▸ **Aim of the exercise**
Please rescale the entries from the line with "Where is the foliage?" through the end, restating every line in that range, requests included. Multiply each bounding-box coordinate in the answers by 1.05 and round to whole numbers, with halves rounding up, while leaving the requests and their sample boxes unchanged.
☆ ☆ ☆ ☆ ☆
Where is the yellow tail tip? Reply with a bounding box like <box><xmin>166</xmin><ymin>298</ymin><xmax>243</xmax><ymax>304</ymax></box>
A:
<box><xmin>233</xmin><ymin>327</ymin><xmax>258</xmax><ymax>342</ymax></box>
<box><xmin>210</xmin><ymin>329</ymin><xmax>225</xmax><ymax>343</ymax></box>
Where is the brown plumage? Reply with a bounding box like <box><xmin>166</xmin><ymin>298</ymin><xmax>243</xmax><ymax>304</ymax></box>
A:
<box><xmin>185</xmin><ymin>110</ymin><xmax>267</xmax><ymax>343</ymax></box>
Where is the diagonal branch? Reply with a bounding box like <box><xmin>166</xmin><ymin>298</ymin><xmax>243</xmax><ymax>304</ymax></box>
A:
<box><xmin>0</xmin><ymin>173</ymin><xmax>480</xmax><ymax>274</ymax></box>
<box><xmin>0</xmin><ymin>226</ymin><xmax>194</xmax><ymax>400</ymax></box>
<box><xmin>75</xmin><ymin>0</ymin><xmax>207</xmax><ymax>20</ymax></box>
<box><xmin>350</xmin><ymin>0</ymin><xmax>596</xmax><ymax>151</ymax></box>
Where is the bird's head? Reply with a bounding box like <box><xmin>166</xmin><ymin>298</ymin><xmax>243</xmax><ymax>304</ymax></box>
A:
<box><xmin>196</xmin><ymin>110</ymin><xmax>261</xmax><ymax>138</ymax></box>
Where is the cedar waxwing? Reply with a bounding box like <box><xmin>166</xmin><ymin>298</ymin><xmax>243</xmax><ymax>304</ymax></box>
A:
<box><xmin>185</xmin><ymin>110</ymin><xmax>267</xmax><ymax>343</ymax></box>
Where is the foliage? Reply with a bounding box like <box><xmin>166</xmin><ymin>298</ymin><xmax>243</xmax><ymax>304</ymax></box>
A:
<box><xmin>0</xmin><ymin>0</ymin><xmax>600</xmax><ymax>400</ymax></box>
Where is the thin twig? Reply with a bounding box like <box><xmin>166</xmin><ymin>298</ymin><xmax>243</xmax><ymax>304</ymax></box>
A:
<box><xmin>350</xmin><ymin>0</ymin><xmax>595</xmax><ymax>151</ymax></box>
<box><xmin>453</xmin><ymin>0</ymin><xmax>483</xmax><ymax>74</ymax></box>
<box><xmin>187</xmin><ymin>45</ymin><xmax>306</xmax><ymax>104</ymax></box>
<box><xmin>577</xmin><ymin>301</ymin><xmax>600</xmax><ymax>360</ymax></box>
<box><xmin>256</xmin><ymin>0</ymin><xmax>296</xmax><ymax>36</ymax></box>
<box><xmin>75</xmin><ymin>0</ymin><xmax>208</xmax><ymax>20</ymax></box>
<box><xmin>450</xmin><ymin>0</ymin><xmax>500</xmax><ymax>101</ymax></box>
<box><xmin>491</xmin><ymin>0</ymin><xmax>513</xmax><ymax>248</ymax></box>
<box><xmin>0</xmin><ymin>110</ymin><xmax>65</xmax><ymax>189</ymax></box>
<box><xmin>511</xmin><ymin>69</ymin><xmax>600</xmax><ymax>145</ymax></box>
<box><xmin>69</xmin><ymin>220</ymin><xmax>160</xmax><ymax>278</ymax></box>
☆ ☆ ☆ ☆ ☆
▸ **Response to the exercise**
Where is the foliage? Reply with a bounding box like <box><xmin>166</xmin><ymin>298</ymin><xmax>243</xmax><ymax>304</ymax></box>
A:
<box><xmin>0</xmin><ymin>0</ymin><xmax>630</xmax><ymax>420</ymax></box>
Where is the thin twig? Reply with a bounding box like <box><xmin>166</xmin><ymin>298</ymin><xmax>243</xmax><ymax>304</ymax></box>
A:
<box><xmin>368</xmin><ymin>0</ymin><xmax>625</xmax><ymax>159</ymax></box>
<box><xmin>476</xmin><ymin>0</ymin><xmax>507</xmax><ymax>78</ymax></box>
<box><xmin>196</xmin><ymin>47</ymin><xmax>321</xmax><ymax>109</ymax></box>
<box><xmin>606</xmin><ymin>316</ymin><xmax>630</xmax><ymax>378</ymax></box>
<box><xmin>269</xmin><ymin>0</ymin><xmax>311</xmax><ymax>38</ymax></box>
<box><xmin>79</xmin><ymin>0</ymin><xmax>218</xmax><ymax>21</ymax></box>
<box><xmin>473</xmin><ymin>0</ymin><xmax>525</xmax><ymax>106</ymax></box>
<box><xmin>516</xmin><ymin>0</ymin><xmax>539</xmax><ymax>260</ymax></box>
<box><xmin>0</xmin><ymin>116</ymin><xmax>68</xmax><ymax>198</ymax></box>
<box><xmin>537</xmin><ymin>72</ymin><xmax>630</xmax><ymax>152</ymax></box>
<box><xmin>72</xmin><ymin>231</ymin><xmax>168</xmax><ymax>292</ymax></box>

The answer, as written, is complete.